* STATED EXERCISE 1 *
Within the entries, take the lines starting with the one containing "Where can you see the horseshoe" and going on through the one containing "column 119, row 158", and write them out again with "horseshoe shaped sign" replaced by "horseshoe-shaped sign" and everything else left as it is. Leave the pictures out of your answer.
++++
A checklist of some considerations for describing and defining variables in your study, including whether they are autocorrelated or not, is illustrated in Fig. 9.5. These considerations should be made as part of the experimental design and analytical planning process prior to data collection and will need to be reassessed post data collection.

Fig. 9.5
figure 5

Checklist of some considerations for defining variables in your study

9.5 Tackling Analyses

In this section, common analytical approaches used in descriptive and exploratory studies are presented first, followed by those used in inferential, explanatory, and predictive studies. It is important to note that analyses relevant to inferential, explanatory, and predictive questions require preliminary data exploration (see Sect. 9.3.3), thus requiring descriptive and exploratory analyses first. In these cases, preliminary exploration of data attributes may refine previously planned analytical approaches. This is particularly relevant since sufficient data quality and specific distributions are required for empirical model assumptions to be met and these features can be assessed via initial data exploration.

Analytical approaches described in this section are examples only of a wider range available. The purpose is, by way of examples, to provide a taste of the explosion of tools developed over the past few decades, the lively discussion that has arisen from their varied and inherent limitations, and the resulting developments in statistical approaches. The reader is directed to the wide range of available statistical textbooks and scientific papers to gain an in-depth understanding of the full range of approaches, their underlying concepts, and their correct use, limitations, and interpretation of outputs.
++++
* STATED EXERCISE 2 *
Extend the passage on tackling statistical analyses from the point at which it stops.

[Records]
++++
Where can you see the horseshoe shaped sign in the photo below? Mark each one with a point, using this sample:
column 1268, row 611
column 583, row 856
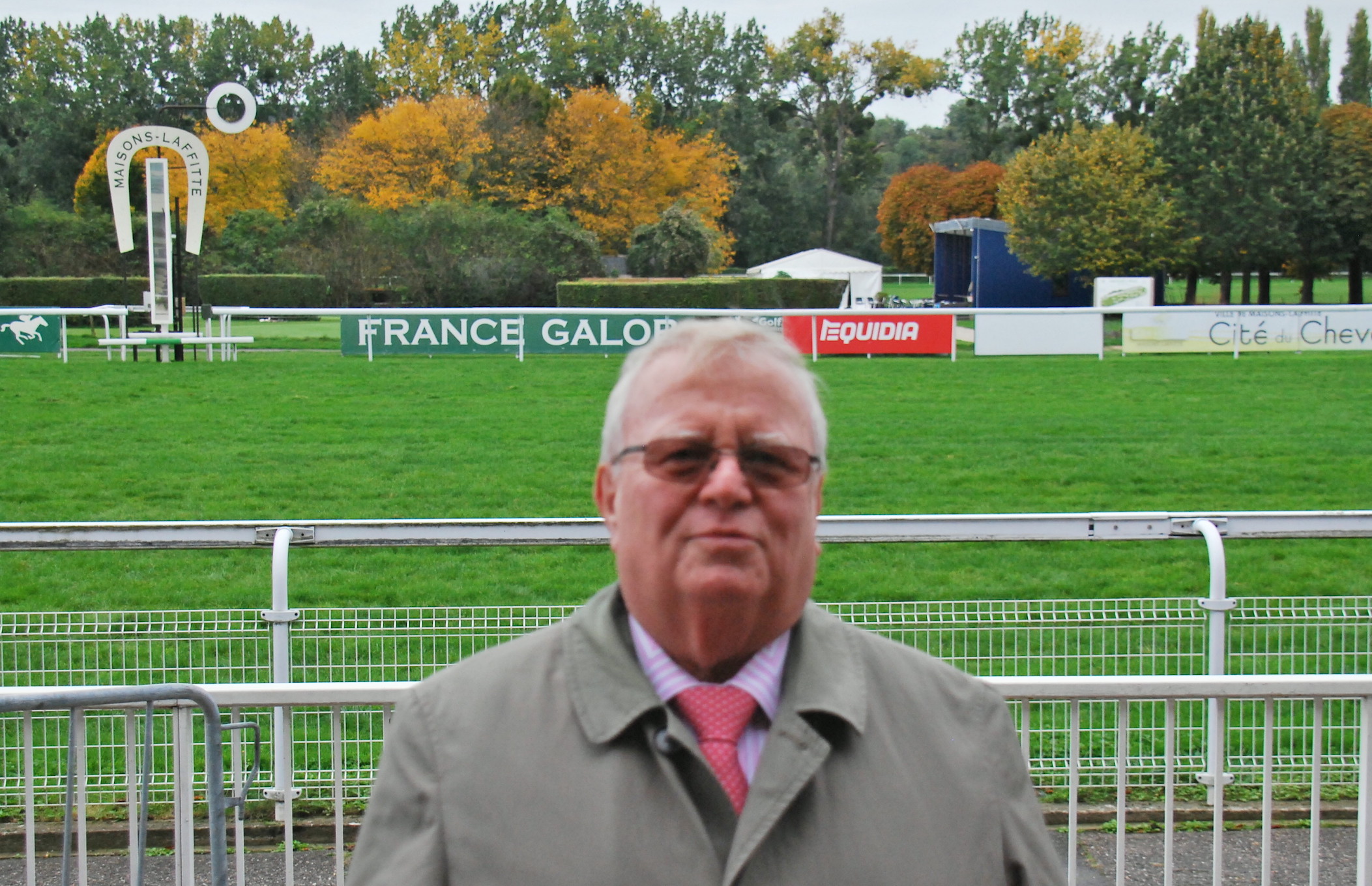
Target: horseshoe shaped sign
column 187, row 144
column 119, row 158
++++
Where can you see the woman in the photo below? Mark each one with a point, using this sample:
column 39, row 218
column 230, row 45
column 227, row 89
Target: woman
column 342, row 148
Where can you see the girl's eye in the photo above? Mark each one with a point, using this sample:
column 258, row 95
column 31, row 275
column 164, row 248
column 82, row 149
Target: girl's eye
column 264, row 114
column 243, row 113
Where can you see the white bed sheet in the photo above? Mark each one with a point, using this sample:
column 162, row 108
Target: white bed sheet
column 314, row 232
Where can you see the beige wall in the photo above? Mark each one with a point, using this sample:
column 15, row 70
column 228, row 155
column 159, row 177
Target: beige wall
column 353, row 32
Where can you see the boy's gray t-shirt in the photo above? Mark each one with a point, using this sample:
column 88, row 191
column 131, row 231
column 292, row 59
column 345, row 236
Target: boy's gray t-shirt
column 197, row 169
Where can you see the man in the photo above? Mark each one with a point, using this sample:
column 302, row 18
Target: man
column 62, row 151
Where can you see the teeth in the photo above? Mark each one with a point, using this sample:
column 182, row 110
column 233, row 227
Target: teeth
++++
* FINAL ANSWER 1 *
Where can you see the horseshoe-shaped sign in the photo below? Mark each one with a point, using this sample:
column 1268, row 611
column 583, row 856
Target: horseshoe-shaped sign
column 187, row 144
column 119, row 158

* FINAL ANSWER 2 *
9.5.1 Descriptive and Exploratory Research Questions

Having defined the question (Sect. 9.2) and identified the variable types and some of their attributes (Sect. 9.4), tackling the analyses is the natural next step. For descriptive and exploratory questions and preliminary data exploration, summary statistics and graphical visualizations provide information about the attributes of variable measures and patterns and relationships in data. The information relates only to the properties of the observed data. Analyses that aim to generalize a sample to a population require inferential, explanatory, and predictive type analyses (discussed in Sects. 9.5.2 and 9.5.3).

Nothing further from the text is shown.